## BEGIN DATA SUPPLIED

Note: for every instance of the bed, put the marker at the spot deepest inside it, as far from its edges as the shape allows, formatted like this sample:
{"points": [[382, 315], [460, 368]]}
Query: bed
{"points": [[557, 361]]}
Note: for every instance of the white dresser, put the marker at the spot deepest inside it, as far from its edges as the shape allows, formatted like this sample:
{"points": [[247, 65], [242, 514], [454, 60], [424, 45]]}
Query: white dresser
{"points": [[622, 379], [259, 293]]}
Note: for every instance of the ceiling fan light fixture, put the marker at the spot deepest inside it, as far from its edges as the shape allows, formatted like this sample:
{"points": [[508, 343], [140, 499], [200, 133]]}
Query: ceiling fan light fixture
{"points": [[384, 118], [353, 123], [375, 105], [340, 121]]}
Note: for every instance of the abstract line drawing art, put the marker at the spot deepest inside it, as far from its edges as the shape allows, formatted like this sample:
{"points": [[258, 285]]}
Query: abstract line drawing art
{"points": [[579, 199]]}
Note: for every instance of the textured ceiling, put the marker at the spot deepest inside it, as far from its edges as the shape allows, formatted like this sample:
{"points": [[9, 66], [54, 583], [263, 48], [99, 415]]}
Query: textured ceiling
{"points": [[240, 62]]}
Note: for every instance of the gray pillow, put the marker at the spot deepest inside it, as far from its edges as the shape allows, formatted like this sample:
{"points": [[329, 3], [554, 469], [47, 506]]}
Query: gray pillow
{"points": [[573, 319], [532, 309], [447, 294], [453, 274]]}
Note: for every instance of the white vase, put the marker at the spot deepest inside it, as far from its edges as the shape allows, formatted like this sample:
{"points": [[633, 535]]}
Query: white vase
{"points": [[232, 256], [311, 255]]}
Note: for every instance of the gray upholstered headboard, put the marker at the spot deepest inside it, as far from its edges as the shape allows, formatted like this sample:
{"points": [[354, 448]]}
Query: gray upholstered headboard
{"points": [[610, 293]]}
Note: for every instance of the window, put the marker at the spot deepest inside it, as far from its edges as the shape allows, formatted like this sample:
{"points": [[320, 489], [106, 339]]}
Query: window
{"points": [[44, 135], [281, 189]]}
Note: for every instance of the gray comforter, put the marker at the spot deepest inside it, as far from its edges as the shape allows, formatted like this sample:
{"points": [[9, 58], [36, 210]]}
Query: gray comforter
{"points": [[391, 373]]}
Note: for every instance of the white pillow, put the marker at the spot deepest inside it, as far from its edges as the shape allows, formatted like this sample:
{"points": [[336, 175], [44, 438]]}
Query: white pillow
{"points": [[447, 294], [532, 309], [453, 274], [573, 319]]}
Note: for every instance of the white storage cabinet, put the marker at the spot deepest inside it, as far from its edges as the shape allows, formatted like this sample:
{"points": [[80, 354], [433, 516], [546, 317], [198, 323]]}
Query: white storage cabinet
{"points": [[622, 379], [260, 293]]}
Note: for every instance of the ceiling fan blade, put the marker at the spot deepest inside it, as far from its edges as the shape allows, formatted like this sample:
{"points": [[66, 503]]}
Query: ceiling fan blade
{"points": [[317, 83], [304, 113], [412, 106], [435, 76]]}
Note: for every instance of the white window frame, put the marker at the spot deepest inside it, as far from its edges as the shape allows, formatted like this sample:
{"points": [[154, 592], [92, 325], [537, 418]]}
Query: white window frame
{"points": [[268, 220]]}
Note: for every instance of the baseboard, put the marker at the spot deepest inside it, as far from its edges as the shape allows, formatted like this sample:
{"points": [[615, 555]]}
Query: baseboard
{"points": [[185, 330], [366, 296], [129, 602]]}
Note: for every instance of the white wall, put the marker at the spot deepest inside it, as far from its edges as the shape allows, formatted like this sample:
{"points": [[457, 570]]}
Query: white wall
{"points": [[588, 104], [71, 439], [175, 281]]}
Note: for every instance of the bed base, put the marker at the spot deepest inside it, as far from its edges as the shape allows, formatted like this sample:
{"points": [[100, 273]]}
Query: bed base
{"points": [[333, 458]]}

## END DATA SUPPLIED

The lines to quote run from the one containing "Note: for every instance of the white wall, put" through the final line of the material above; please give them exactly, both ends included, and nothing else.

Note: for every instance of the white wall, put the marker at the spot deepest inside it, as far from its edges as the shape allows, formatted like this sample:
{"points": [[457, 570]]}
Query: white wall
{"points": [[588, 104], [71, 439], [175, 281]]}
Note: for every instance of the bed base, put the marker at the spot deepest inside it, as far from its edges as the shape allows, formatted like this sample:
{"points": [[100, 273]]}
Query: bed base
{"points": [[333, 458]]}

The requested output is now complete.